### Task to carry out:
Pull out every line of the data below that contains the word "each". Case counts.

Source data
* Begin *

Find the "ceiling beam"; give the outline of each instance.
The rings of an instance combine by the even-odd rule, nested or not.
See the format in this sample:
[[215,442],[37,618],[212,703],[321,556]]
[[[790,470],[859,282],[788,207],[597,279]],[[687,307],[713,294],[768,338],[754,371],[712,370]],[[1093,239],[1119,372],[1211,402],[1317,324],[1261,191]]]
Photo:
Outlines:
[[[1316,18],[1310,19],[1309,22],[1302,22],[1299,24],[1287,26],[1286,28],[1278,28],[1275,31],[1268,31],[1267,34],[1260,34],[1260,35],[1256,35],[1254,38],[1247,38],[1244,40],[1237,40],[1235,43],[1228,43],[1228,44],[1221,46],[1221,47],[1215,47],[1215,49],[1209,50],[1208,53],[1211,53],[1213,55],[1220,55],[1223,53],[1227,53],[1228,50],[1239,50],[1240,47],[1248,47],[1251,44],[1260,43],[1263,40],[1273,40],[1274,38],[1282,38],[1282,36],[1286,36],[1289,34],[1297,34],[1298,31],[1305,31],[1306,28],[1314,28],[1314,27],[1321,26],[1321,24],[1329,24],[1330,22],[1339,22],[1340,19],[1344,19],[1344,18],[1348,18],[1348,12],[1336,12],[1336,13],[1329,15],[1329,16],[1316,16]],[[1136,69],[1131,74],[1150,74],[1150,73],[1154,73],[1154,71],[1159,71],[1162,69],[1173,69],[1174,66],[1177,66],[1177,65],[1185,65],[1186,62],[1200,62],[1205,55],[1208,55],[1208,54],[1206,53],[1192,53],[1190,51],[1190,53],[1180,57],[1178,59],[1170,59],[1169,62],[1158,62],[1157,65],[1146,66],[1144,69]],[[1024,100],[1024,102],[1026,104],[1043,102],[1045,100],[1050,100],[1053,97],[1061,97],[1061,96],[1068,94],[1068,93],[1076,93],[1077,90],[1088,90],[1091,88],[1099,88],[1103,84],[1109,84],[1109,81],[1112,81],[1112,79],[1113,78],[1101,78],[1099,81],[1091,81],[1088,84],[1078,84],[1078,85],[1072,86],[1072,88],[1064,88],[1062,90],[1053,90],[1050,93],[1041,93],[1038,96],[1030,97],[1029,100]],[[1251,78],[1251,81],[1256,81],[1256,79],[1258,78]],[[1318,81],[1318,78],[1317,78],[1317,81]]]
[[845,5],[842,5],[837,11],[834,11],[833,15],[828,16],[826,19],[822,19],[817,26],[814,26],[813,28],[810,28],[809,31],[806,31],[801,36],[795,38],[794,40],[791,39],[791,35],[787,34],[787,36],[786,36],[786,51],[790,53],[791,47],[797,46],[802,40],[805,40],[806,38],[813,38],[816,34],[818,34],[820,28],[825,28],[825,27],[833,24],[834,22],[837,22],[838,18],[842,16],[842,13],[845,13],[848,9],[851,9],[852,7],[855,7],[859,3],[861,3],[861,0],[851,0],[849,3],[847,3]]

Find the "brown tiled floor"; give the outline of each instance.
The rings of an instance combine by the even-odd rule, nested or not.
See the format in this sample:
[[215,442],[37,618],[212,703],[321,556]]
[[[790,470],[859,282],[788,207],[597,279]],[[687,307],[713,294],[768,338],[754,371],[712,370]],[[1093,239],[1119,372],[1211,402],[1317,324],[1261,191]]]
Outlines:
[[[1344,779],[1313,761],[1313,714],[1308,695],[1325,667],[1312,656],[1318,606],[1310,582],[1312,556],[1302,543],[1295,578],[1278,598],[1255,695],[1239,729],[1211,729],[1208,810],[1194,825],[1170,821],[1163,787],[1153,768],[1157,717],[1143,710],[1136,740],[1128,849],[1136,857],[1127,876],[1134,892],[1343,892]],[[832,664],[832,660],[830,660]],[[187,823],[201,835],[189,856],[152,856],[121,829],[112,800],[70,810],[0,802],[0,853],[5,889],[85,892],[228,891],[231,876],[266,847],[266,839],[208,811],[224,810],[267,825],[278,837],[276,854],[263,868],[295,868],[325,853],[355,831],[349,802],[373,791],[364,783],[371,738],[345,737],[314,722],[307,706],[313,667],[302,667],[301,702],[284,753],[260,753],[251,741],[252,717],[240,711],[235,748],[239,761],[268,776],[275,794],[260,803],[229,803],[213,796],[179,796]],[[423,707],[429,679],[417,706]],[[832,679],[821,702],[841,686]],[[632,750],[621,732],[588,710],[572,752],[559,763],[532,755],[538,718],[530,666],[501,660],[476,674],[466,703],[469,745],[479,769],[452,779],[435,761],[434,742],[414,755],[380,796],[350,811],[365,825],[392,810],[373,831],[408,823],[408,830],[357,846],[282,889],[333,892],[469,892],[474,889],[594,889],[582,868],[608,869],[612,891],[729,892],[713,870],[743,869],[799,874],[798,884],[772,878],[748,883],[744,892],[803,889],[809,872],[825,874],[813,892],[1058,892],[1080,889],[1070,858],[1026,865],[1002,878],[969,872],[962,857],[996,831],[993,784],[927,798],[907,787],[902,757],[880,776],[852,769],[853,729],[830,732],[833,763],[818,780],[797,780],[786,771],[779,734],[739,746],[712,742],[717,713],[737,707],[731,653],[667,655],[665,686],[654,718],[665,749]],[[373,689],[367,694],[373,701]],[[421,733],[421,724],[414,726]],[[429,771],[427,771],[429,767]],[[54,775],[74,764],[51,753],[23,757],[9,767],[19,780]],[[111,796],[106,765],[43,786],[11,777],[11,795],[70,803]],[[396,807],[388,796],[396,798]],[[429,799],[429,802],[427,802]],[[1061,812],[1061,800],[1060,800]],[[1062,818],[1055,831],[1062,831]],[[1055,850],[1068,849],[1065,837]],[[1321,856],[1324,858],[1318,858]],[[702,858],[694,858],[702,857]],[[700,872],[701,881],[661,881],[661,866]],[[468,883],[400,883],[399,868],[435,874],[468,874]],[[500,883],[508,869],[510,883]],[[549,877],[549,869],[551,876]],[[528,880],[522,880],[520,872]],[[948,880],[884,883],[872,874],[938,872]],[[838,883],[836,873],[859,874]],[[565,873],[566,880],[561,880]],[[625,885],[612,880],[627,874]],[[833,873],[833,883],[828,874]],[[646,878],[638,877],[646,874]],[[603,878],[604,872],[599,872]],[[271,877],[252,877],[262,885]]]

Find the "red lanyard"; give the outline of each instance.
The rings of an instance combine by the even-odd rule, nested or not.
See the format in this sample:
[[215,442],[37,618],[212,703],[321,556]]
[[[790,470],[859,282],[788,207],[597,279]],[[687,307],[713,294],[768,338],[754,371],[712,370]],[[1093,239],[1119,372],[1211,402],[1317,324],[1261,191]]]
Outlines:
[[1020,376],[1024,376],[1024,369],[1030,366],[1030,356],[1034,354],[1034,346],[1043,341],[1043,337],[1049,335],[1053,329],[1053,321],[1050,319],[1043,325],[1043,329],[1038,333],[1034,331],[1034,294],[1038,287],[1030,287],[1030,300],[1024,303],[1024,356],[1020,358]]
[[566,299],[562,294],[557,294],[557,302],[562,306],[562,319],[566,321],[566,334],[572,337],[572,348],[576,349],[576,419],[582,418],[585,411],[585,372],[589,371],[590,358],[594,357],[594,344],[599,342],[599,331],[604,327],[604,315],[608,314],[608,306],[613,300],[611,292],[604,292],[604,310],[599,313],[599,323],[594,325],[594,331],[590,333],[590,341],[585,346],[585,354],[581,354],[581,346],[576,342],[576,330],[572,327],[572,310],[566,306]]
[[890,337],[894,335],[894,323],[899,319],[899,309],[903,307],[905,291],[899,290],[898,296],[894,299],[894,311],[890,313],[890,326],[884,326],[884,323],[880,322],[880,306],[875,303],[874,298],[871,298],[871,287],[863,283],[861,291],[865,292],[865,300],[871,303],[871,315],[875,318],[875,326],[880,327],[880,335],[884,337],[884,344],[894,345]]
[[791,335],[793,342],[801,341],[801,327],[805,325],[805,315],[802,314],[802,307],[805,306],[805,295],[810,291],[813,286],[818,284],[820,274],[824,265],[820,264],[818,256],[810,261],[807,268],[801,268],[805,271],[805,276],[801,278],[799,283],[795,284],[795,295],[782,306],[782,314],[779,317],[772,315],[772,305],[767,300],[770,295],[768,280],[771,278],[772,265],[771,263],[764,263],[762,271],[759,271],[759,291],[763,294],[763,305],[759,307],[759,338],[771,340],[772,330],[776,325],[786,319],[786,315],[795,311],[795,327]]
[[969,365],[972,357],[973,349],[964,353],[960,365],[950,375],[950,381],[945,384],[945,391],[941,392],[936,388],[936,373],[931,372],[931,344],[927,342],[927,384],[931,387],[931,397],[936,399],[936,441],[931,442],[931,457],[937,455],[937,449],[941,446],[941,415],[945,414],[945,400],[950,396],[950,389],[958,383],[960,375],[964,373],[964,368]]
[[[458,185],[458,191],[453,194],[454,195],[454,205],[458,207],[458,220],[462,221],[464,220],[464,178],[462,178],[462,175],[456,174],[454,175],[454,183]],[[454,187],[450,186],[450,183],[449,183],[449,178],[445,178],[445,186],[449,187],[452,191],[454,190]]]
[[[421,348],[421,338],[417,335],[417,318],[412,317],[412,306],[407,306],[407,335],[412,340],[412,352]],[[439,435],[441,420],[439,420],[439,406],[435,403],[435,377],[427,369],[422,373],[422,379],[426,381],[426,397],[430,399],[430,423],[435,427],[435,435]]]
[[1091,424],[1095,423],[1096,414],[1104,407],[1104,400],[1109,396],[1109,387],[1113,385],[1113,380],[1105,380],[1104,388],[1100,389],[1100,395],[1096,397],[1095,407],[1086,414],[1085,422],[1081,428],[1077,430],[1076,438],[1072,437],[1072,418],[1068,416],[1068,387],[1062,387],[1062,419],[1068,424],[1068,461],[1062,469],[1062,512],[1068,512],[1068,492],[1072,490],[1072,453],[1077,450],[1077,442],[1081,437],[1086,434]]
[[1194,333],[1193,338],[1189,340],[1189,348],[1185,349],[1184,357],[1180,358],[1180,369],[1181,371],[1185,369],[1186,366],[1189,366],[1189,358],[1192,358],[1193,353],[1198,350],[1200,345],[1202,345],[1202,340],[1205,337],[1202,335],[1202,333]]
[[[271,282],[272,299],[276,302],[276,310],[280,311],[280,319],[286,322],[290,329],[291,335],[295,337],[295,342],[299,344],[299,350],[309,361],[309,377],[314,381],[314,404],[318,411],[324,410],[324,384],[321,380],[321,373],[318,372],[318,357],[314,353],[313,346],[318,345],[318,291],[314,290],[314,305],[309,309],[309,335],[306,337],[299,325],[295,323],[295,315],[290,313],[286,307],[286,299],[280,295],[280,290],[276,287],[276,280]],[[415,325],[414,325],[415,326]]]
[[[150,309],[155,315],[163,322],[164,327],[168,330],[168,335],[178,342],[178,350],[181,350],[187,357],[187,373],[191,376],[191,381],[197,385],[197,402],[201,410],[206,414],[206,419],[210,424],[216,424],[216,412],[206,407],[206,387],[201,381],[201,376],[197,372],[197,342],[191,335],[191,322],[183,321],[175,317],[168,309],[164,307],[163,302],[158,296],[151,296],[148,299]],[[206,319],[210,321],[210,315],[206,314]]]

* End *

### Solution to this exercise:
Find the "ceiling beam"; give the outline of each instance.
Find the "brown tiled floor"; give the outline of each instance.
Find the "red lanyard"; give the outline of each instance.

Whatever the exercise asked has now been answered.